---------- Document

Re: group locking: incomplete patch, just for discussion - Mailing list pgsql-hackers

From Robert Haas
Subject Re: group locking: incomplete patch, just for discussion
Date
Msg-id CA+TgmoaxYGnbYHFOd_NCyJE7rr3ZLtopw=oRmi9V7Z+u=36+-w@mail.gmail.com
Whole thread Raw
In response to Re: group locking: incomplete patch, just for discussion  (Andres Freund <andres@2ndquadrant.com>)
Responses Re: group locking: incomplete patch, just for discussion
Re: group locking: incomplete patch, just for discussion
Re: group locking: incomplete patch, just for discussion
List pgsql-hackers
On Fri, Oct 31, 2014 at 10:38 AM, Andres Freund <andres@2ndquadrant.com> wrote:
> I have serious doubts about the number of cases where it's correct to
> access relations in a second backend that are exclusively locked. Not so
> much when that happens for a user issued LOCK statement of course, but
> when the system has done so. Personally I think to stay sane we'll have
> to forbid access to anything normal other backends can't access either -
> otherwise things will get too hard to reason about.
>
> So just refusing parallelism as soon as anything has taken an access
> exclusive lock doesn't sound too bad to me.

That restriction seems onerous to me; for example, it would prevent a
parallel sort for CLUSTER or a parallel index rebuild for VACUUM FULL.
Those seems like worthy targets for parallelism, and maybe even early
targets, since I expect a lot of the real complexity here to be in the
query planner, and you can avoid most of that complexity when planning
DDL.

--------------------
---------- Dataset records

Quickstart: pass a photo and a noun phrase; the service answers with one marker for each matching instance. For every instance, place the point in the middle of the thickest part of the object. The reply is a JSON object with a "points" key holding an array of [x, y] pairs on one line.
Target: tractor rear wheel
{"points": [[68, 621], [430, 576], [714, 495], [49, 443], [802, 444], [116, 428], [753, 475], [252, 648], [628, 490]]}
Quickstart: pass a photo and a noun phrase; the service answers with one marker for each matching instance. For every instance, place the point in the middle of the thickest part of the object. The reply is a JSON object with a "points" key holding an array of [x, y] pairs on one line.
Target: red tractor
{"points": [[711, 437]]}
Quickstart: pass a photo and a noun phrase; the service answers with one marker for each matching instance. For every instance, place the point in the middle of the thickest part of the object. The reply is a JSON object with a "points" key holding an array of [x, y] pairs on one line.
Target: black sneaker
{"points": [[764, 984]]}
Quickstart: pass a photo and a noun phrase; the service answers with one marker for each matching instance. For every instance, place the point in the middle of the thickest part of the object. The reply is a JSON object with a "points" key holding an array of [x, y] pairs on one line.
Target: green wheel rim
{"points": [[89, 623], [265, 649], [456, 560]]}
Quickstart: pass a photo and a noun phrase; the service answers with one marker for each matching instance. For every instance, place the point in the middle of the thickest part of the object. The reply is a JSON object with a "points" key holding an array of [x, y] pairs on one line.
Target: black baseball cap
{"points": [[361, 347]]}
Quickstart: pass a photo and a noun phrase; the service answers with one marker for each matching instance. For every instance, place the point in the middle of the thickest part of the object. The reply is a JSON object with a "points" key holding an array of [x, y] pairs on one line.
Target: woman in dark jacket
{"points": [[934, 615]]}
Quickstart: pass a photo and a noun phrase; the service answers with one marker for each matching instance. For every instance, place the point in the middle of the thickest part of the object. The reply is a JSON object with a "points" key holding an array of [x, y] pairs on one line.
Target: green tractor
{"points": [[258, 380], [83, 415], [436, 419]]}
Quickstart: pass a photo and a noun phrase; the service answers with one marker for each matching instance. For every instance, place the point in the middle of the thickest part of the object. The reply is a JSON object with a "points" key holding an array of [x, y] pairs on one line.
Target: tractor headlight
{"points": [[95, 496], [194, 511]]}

--------------------

Exercise 1 ▸ Transcribe the passage of the group locking post starting at "Responses Re: group" and ending at "too bad to me.".
Exercise 2 ▸ Name every SQL command mentioned in the group locking post.
Exercise 3 ▸ Write the next part of the group locking post, picking up right after its final sentence.
The listing comes from a separate source, unrelated to the group locking post.

Written answer 1 ▸
Responses Re: group locking: incomplete patch, just for discussion
Re: group locking: incomplete patch, just for discussion
Re: group locking: incomplete patch, just for discussion
List pgsql-hackers
On Fri, Oct 31, 2014 at 10:38 AM, Andres Freund <andres@2ndquadrant.com> wrote:
> I have serious doubts about the number of cases where it's correct to
> access relations in a second backend that are exclusively locked. Not so
> much when that happens for a user issued LOCK statement of course, but
> when the system has done so. Personally I think to stay sane we'll have
> to forbid access to anything normal other backends can't access either -
> otherwise things will get too hard to reason about.
>
> So just refusing parallelism as soon as anything has taken an access
> exclusive lock doesn't sound too bad to me.

Written answer 2 ▸ LOCK, CLUSTER, VACUUM FULL

Written answer 3 ▸
I also think it's unnecessary.  It's wrong to think of two parallel
backends that both want AccessExclusiveLock on a given target relation
as conflicting with each other; if the process were not running in
parallel, those lock requests would both have come from the same
process and both requests would have been granted.  Parallelism is
generally not about making different things happen; it's about
spreading the stuff that would happen anyway across multiple backends,
and things that would succeed if done in a single backend shouldn't
fail when spread across 2 or more without some compelling
justification.  The cases where it's actually unsafe for a table to be
accessed even by some other code within the same backend are handled
not by the lock manager, but by CheckTableNotInUse().  That call
should probably fail categorically if issued while parallelism is
active.

>> >> 1. Turing's theorem being what it is, predicting what catalog tables
>> >> the child might lock is not necessarily simple.
>> >
>> > Well, there's really no need to be absolutely general here. We're only
>> > going to support a subset of functionality as parallelizable. And in
>> > that case we don't need anything complicated to acquire all locks.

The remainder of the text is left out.